Goal of the exercise — Set down the data below word for word, leaving out the pictures.

Extracted material —
*-*-*

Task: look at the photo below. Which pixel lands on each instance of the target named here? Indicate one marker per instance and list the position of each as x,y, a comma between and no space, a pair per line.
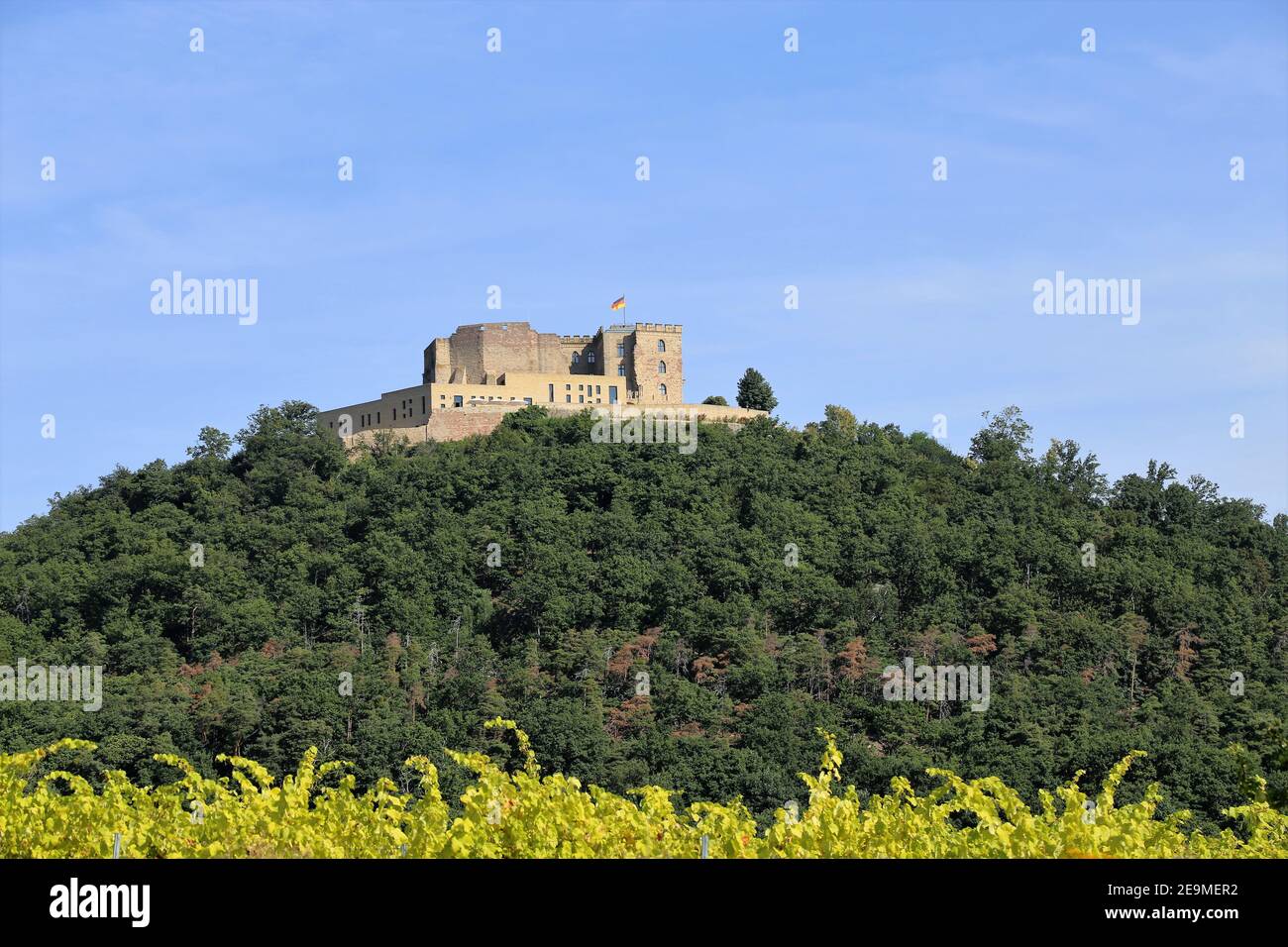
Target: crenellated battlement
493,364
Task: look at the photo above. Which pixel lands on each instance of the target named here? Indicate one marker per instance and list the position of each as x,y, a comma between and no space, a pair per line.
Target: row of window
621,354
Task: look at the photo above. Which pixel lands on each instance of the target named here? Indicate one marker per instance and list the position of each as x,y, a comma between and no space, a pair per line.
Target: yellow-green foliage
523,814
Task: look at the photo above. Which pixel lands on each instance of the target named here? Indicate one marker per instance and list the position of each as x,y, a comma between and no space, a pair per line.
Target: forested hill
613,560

*-*-*

Solution for this task —
Task: look at the photo below. Which pixel lands on each instance of the target named here? Indicate one marker per instance and list the position of each as x,y, a comma between and no space, a pair per line.
Target: crenellated battlement
493,364
Task: look at the photo above. Which pixel lands on each instance of the target named here? Indicate one marker per instance and list the position of each as x,y, a comma between and no space, a pair per line.
Target: row of window
621,354
Task: look at the photo above. Which pixel lands on each instance of the target named here? Indicate one marker per instance and list the position of each as x,y, a comma between and no space, a pair per line.
Target: yellow-green foliage
523,814
Task: look at the photo above. Which pixel lands on each instance of the target named here? Indicate one marker per instance and list the position of each as x,y, a comma between and no space, a pair per line.
Target: forested hill
613,560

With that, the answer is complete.